Task to complete: Please pick out every line of the records below that contains the word "clock" and copy each of those lines.

(Position identification records)
##############################
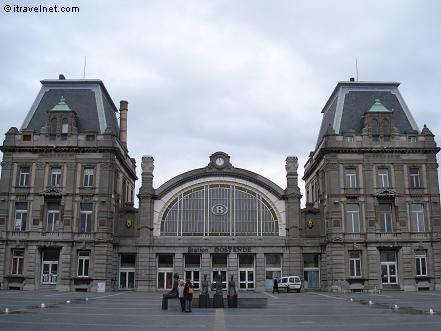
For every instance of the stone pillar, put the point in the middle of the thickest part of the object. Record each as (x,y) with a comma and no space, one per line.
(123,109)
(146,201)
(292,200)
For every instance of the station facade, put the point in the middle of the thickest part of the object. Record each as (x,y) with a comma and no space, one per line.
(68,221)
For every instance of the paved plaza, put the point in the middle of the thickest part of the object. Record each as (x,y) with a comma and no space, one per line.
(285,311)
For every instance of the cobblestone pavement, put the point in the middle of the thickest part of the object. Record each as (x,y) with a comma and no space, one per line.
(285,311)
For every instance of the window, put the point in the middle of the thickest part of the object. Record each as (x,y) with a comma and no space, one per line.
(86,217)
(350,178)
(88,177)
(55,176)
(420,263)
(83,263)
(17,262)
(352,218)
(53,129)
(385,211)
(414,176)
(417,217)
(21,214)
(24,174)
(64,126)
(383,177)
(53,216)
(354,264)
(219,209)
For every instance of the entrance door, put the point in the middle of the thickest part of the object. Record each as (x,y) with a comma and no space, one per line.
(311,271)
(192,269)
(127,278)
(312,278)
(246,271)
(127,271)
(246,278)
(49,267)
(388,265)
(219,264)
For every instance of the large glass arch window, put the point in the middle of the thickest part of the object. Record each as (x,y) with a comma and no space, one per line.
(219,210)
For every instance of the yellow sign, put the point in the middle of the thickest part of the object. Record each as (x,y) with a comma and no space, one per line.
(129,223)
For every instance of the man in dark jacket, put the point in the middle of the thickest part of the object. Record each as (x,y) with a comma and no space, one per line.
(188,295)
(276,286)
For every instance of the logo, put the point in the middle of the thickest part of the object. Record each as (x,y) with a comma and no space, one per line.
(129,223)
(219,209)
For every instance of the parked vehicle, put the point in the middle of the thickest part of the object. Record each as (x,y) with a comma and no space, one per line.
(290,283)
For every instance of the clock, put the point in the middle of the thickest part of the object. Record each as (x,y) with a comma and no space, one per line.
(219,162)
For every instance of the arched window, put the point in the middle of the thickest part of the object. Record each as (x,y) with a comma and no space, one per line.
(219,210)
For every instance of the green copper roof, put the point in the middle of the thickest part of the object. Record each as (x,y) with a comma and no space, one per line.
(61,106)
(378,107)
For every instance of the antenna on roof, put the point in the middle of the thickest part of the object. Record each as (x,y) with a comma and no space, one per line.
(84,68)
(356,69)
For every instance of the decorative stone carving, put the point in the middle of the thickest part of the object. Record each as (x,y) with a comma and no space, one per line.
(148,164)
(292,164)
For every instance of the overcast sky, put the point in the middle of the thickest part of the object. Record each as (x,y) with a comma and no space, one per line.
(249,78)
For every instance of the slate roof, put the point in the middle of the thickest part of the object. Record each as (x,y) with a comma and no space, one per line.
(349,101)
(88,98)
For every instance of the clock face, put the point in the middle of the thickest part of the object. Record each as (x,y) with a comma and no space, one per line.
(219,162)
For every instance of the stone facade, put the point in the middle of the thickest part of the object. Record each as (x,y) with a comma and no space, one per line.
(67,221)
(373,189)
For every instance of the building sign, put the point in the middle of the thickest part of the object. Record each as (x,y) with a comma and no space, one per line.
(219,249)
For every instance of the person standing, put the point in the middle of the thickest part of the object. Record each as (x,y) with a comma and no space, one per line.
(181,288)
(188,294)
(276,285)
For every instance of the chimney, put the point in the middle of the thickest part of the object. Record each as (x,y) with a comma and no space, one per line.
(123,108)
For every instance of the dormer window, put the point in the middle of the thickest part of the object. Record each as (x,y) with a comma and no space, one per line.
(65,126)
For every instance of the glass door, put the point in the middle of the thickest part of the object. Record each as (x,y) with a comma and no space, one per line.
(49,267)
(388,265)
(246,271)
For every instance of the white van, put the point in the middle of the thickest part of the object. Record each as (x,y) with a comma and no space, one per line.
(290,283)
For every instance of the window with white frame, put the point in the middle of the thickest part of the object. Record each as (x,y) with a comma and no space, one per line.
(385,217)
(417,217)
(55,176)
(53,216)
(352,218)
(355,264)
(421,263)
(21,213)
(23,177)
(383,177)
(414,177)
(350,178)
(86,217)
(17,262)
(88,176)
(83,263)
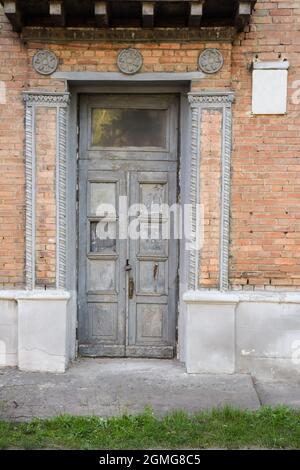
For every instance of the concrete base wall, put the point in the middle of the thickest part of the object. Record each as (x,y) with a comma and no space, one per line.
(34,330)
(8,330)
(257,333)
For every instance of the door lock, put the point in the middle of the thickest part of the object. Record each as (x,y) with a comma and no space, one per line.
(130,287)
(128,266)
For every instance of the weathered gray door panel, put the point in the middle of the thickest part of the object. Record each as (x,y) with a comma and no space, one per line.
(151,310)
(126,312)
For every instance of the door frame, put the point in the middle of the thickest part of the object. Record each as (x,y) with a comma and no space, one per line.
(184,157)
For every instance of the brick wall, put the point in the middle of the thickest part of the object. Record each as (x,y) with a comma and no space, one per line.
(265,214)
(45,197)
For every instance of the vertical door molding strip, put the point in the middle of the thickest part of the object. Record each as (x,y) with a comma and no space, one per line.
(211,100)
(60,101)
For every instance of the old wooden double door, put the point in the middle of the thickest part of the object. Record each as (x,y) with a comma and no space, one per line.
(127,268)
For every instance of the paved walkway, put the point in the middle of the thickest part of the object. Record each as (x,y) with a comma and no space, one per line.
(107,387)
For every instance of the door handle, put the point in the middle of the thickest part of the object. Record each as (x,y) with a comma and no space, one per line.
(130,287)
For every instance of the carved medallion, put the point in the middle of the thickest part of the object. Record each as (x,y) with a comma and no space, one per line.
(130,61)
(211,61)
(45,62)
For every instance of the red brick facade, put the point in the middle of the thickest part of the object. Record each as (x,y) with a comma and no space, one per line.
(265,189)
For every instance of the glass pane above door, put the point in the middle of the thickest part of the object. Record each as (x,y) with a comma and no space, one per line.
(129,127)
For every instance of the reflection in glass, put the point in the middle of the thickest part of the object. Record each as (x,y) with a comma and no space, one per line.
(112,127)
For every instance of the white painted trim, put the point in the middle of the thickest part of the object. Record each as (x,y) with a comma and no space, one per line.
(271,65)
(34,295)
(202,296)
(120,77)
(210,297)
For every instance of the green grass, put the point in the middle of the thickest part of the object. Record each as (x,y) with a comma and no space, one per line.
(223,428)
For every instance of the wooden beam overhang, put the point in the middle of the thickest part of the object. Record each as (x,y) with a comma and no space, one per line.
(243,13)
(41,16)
##############################
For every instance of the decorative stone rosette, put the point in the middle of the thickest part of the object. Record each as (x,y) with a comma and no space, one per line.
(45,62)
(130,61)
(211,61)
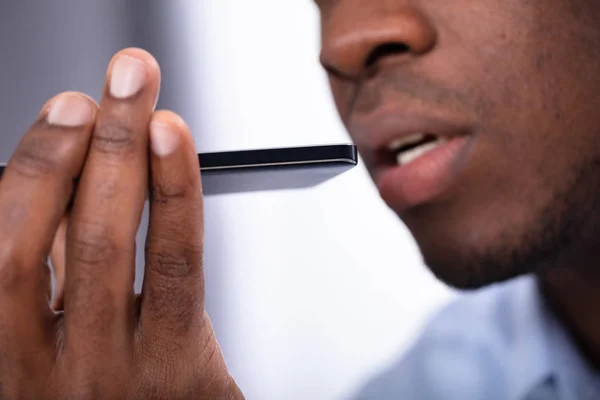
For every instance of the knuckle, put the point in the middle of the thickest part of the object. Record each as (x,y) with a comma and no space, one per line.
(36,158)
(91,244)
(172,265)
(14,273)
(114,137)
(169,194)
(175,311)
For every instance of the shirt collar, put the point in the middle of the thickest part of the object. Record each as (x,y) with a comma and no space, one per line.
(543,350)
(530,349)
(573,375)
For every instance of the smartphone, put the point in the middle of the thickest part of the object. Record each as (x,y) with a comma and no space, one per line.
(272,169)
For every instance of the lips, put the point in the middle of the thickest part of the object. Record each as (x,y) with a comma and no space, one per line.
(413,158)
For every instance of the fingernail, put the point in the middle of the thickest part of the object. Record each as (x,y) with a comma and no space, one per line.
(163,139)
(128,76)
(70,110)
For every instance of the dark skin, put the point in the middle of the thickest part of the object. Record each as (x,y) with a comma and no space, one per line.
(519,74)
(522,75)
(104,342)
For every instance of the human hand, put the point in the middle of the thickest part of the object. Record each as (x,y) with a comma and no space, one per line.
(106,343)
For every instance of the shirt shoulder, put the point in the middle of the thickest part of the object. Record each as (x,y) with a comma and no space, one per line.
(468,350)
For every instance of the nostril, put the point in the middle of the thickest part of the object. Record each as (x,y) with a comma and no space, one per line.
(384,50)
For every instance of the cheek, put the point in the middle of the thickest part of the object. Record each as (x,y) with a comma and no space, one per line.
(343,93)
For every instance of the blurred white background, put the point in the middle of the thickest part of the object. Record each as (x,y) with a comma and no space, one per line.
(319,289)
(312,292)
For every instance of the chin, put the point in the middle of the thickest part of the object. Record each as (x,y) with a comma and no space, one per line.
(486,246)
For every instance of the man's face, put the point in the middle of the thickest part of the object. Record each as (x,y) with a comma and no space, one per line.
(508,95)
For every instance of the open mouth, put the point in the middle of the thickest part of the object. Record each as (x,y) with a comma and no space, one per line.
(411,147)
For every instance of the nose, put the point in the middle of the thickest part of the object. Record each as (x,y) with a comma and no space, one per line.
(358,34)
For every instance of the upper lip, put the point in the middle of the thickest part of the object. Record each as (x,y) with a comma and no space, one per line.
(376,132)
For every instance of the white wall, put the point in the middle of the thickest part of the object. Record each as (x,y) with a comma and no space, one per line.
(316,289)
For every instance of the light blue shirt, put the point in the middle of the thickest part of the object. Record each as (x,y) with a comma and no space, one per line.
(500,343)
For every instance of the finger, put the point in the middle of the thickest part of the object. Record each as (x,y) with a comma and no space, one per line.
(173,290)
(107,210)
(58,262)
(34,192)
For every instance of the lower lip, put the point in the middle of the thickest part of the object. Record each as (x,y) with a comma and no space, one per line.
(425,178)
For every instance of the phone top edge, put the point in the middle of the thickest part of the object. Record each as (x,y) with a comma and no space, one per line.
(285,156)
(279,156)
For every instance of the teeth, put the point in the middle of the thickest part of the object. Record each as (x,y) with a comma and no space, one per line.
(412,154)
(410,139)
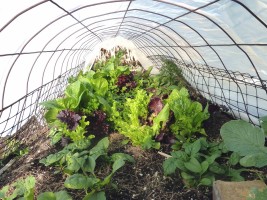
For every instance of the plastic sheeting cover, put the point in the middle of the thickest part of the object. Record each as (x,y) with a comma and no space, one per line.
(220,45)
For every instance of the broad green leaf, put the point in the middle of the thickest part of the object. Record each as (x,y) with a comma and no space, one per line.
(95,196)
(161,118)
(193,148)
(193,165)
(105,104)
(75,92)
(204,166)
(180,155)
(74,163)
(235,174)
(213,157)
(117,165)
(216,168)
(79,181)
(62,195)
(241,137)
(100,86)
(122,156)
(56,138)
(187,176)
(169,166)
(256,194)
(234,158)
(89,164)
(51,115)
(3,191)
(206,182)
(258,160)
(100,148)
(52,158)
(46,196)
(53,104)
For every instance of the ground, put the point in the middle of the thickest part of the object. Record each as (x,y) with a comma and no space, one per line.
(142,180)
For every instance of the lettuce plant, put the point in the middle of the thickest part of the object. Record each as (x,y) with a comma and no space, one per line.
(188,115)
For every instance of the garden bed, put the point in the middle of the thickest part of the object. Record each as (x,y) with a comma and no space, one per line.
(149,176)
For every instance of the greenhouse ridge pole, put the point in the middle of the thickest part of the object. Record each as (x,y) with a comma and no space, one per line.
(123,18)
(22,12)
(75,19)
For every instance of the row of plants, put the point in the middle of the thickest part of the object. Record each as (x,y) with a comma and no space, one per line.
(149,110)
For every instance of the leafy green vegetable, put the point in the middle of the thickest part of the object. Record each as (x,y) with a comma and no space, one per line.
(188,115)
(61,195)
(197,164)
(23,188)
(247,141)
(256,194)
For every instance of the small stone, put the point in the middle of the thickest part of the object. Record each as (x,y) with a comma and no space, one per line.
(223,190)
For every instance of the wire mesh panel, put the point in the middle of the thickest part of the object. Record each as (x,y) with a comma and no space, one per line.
##############################
Response:
For every instance of the clock, put the point in the middle of the thickest part of the object. Record each as (x,y) with a comma and no space, one per line.
For every instance of the clock face, put the point in the middle of the thickest part of the object. Record each as (x,y) with a comma and no space, one per line.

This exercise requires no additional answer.